### Short problem
Switch each "innermost point" in the lines below to "most interior point" and reproduce all the lines with nothing else altered. Leave the pictures out of your answer.

### Information provided
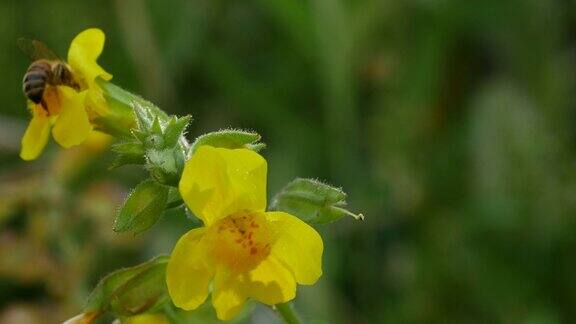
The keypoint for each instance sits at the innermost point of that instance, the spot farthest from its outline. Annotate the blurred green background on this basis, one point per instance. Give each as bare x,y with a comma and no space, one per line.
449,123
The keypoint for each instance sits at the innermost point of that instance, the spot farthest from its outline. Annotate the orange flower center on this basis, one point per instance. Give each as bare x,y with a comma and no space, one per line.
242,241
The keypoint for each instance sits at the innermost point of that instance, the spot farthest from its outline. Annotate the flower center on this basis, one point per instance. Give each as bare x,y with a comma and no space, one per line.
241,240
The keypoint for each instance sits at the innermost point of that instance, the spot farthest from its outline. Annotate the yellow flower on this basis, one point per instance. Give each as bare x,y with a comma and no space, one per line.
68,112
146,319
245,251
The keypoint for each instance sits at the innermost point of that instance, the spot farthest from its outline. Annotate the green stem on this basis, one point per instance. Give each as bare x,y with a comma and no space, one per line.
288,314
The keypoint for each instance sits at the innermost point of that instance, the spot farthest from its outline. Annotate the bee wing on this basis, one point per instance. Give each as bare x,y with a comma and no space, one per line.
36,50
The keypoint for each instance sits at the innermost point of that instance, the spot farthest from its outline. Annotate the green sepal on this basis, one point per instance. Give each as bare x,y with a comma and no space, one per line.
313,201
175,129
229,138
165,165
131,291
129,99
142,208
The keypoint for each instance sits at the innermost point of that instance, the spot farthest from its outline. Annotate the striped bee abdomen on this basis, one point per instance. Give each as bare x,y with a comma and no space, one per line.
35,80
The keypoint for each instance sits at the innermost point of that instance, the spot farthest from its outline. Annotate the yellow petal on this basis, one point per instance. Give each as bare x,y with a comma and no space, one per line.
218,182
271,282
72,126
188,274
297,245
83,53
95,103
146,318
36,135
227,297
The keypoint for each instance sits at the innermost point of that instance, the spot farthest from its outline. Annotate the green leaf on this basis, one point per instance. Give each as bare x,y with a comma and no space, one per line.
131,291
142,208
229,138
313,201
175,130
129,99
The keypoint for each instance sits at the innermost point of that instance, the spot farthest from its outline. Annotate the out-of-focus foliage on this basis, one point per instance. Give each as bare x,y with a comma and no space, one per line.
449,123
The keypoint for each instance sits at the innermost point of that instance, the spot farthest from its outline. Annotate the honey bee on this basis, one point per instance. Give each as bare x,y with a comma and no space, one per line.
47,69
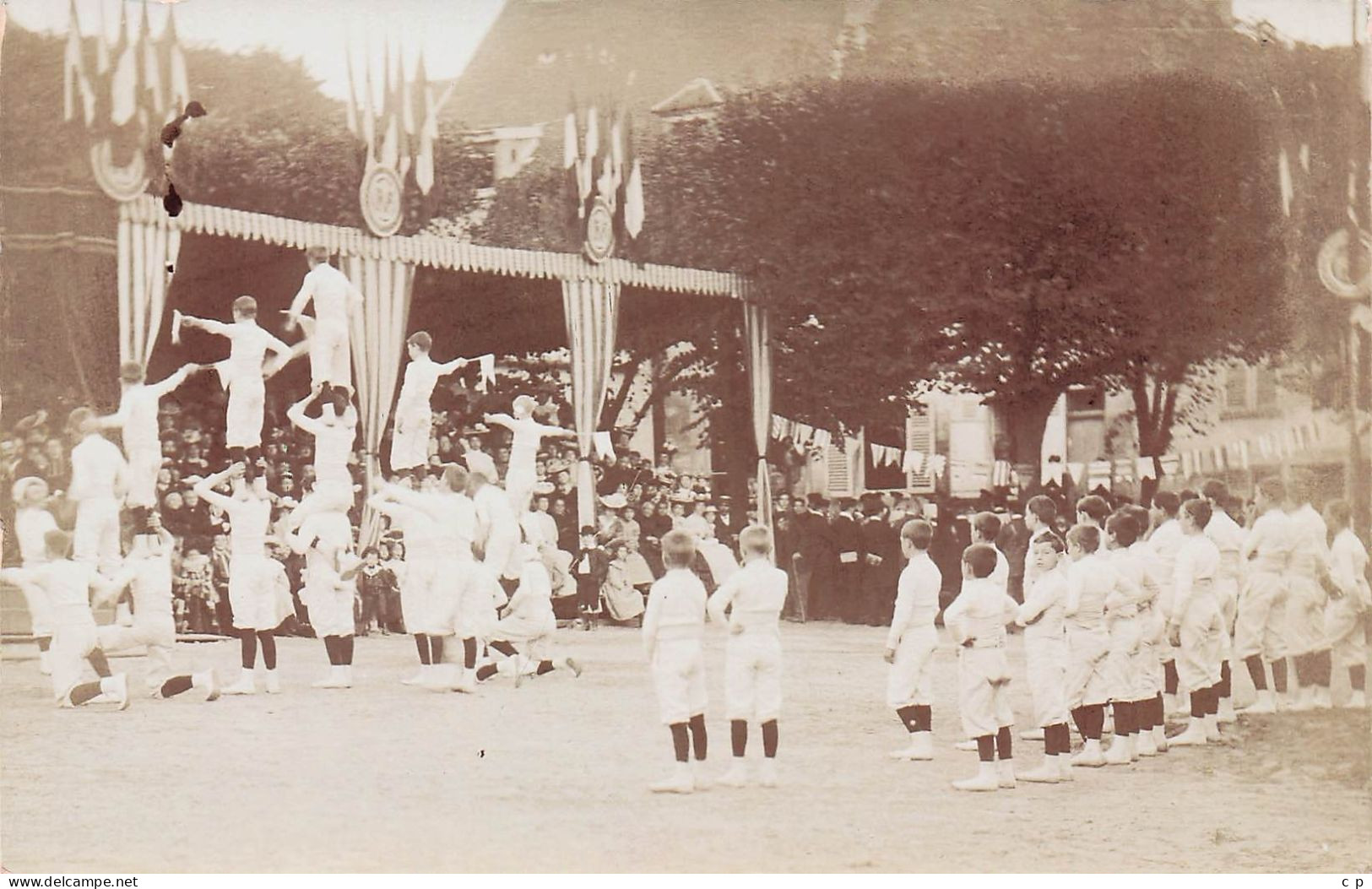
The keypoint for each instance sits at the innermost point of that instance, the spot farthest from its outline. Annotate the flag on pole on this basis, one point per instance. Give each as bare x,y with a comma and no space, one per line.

### Solved problem
The keypoint for each instance sits at the most interior point of that instance, the spot farthest from its outline. Annotate the blurred green background on this basis, one point per instance. Give each as bare x,y with a comma and no space, one per line.
449,123
The keypoint for each instance sits at the most interior point of that instance, the spot farthest from its outline. Annotate the orange flower center on this basis, one point per instance. Give each as bare x,y with a comma and no space, one per line.
242,241
The keypoint for each instance sits at the most interior point of that instance, the spot farthest from its outline. Annotate the flower center on this basis, one point per instance. Give each as bare x,y with a comma and no space, one per line.
241,240
The keypoint for each instance sits at the most interior point of that instance, the spot farthest from its outline. Annotate the yellow flower on this basis, one point per instance. Give each as bare x,y with a comma and no space, one per line.
68,112
146,319
245,251
The keypoint for each instance sits at the most interior point of that instance, the spot farthest from its outline. Annotate the green stem on this basis, one point per instance. Give each as bare x,y with a comma and no space, one per line.
288,314
The keypoint for each instance sits at the most interior point of that instance, the spot farthest from its outline. Annotate the bee wing on this basis, one point per instance. Give each as bare x,y with a comma and no space, one per line.
36,50
The keypoint for each instance sits at the most interior point of that instance, the spot farthest from its outline. Annotate the green sepal on this basis, one point per instance. Give each as bare x,y with a comma and no space, one per line.
313,201
175,129
229,138
165,165
131,291
129,99
142,208
The keypoint for each instance sits at the most interior point of that instance, the spot farthest from its outline. Annotate the striped bee abdomen on this basis, one point per instance. Give each as bare x,y with a comma and no space, one per line.
35,80
The keypoint for each instance sits at the most interior point of that instance, the spot farthest from its outline. Annotate the yellow petal on this basis, one point per instance. Give each as bare x,y with a comma and no space, one per line.
218,182
271,282
72,126
188,274
297,245
83,53
95,103
146,318
36,135
227,297
The keypoint for each instance sits at the most interior point of that instance, the spot farthest from its outline. Annotate the green leaf on this basis, one point per instance. Give each as bare x,y with a comma and no space, one per line.
131,291
142,208
229,138
313,201
175,130
129,99
The keypoint for each instance sits at the most interior point of that instance, the spot farthest from its outline. Annotate the out-of-focus foliage on this basis, one point per instance. Give each as bare x,y with a comma and no space, one per line.
449,123
The keypoint for each instance sits at the most interior point of that instance, the spot farthest from its outline. Annotate the honey bee on this basis, one point per instance. Give each as bare x,y with a comma and no space, one per line.
47,69
The keypoint for each instance sits at the most interior point of that instance, the spot farthest from its outline. Annotate the flag on pole on this basis, one point per instance. Give each as bare x,y with a comma and no space, one per line.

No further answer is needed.